WHAT THE EXERCISE ASKS - Repeat every line of the material, character for character.

SUPPLIED INFORMATION -
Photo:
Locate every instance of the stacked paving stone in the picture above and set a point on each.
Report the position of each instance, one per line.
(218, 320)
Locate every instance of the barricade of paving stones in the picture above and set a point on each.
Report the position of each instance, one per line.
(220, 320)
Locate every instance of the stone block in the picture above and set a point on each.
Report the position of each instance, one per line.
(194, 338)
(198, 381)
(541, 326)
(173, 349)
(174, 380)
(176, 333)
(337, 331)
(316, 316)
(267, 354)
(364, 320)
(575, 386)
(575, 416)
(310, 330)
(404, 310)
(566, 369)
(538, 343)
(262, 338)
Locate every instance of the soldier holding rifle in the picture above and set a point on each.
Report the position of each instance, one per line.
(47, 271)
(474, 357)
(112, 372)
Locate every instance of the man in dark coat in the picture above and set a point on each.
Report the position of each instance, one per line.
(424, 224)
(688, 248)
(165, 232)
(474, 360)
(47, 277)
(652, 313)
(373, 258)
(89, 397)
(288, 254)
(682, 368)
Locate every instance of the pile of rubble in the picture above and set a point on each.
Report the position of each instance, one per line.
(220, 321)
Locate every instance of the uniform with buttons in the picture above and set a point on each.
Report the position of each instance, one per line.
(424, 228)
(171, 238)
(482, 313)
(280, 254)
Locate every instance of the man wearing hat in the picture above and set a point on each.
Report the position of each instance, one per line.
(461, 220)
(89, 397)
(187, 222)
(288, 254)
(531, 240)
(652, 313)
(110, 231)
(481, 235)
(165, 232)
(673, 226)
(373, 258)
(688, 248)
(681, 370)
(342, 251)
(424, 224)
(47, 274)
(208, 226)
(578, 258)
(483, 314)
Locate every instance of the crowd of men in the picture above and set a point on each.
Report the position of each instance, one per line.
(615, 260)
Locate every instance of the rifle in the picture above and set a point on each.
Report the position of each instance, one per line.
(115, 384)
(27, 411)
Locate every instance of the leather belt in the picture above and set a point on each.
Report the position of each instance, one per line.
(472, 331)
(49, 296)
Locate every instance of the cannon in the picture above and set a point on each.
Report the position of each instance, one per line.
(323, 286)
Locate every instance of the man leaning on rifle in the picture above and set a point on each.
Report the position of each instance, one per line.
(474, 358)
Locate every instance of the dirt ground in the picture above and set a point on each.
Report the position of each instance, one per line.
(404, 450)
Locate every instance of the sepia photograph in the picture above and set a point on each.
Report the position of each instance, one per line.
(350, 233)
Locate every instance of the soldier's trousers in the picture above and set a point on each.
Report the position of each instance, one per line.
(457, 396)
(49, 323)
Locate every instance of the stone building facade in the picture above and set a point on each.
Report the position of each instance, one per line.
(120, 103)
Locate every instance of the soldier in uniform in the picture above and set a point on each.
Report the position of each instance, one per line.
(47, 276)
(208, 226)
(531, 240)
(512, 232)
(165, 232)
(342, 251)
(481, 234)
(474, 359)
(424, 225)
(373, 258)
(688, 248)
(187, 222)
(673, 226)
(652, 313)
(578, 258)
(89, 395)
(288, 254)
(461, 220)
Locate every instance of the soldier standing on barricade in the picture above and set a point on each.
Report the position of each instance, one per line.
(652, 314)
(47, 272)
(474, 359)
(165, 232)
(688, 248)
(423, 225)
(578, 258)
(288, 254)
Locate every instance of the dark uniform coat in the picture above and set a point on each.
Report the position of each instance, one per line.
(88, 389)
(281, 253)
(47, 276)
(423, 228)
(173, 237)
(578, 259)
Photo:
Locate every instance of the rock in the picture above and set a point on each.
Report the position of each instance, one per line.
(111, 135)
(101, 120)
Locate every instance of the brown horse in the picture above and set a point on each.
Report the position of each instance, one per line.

EXERCISE ANSWER -
Photo:
Locate every instance of the stacked paving stone in the picture above and set a point on each.
Report the position of each instance, one per line.
(218, 320)
Locate every instance of the barricade of paving stones in the picture above and set a point on each.
Report the position of each instance, one per line.
(220, 320)
Locate every instance of the stone block in the picture above and set a point on each.
Report the position of each instance, one per line.
(194, 338)
(198, 381)
(541, 326)
(173, 349)
(174, 380)
(176, 333)
(337, 331)
(316, 316)
(267, 354)
(364, 320)
(575, 386)
(575, 416)
(310, 330)
(404, 310)
(566, 369)
(538, 343)
(262, 338)
Locate every instance of the soldier holding rifle in the picture above and set a point on each.
Report the position of each instance, one per line.
(47, 271)
(474, 357)
(112, 372)
Locate every instance of the man in dark coat in the picture above and set a point on each.
Report the position of each instance, one per line.
(424, 224)
(688, 248)
(165, 232)
(474, 360)
(47, 277)
(652, 313)
(373, 258)
(89, 397)
(288, 254)
(682, 368)
Locate every instance of the pile of rubble in the picture above and set a point on each.
Report the position of each instance, one per line.
(220, 321)
Locate every instance of the uniform with buttons in the picture above and set a point on each.
Report the position of each instance, one per line.
(424, 228)
(171, 238)
(482, 313)
(280, 254)
Locate every instance of the man wearing hat in the picture above and set a point on each.
Report the position of each instance, one per line.
(461, 220)
(89, 397)
(187, 222)
(288, 254)
(531, 240)
(652, 313)
(110, 231)
(481, 235)
(165, 232)
(673, 226)
(373, 258)
(688, 248)
(681, 370)
(342, 251)
(424, 224)
(47, 274)
(208, 226)
(578, 258)
(483, 314)
Locate every instance of the crowd of men in the picture above and set a point on each.
Report the position of each instance, one per line.
(615, 260)
Locate every instance of the rifle in the picture above and set a point on each.
Report the position of each instance, one per line.
(115, 384)
(27, 411)
Locate every instance of the leather belt in the picture above and set a point on each.
Report the position of each instance, one per line.
(472, 331)
(49, 296)
Locate every instance of the cannon in the picture above and set a point on each.
Report the position of each instance, one per line.
(323, 286)
Locate every instance of the man leaning on rifle in the picture above and set a point on each.
Report the position of each instance, one per line.
(474, 358)
Locate every instance of the dirt ground in the picture above and set a point on each.
Report the position of each instance, one per line.
(404, 450)
Locate every instance of the sepia photograph in the picture above and set a point on each.
Report the position of each instance, one per line.
(350, 233)
Locate every instance of the soldier's trousers in the picture above and set a point on each.
Report the position of each instance, one per line.
(457, 396)
(49, 323)
Locate every instance of the stone building facade in the picture above and set a point on each.
Report the position of each instance, one per line.
(120, 103)
Locate every instance of the soldier in uniform in the picture above and set a point on each.
Report the position of each instance, one per line.
(47, 276)
(208, 226)
(531, 240)
(512, 232)
(165, 232)
(342, 251)
(481, 234)
(474, 359)
(424, 225)
(373, 258)
(688, 248)
(187, 222)
(673, 226)
(652, 313)
(578, 258)
(89, 395)
(288, 254)
(461, 220)
Locate every instance of the soldier standing on barricade in the picture above and set a point on each.
Report the position of each instance, one per line.
(652, 314)
(47, 272)
(474, 359)
(165, 232)
(688, 248)
(423, 225)
(578, 258)
(288, 254)
Locate every instance of the dark uniform coat in the picture above and set a point on each.
Report the position of each instance, one per line.
(88, 389)
(281, 253)
(47, 276)
(423, 228)
(173, 237)
(578, 259)
Photo:
Locate every instance of the rock in the picture above and set a point on each.
Report the position of each instance, one per line.
(111, 135)
(101, 120)
Locate every instance of the brown horse in the picture above and set a point on each.
Report the position of each instance, one per line.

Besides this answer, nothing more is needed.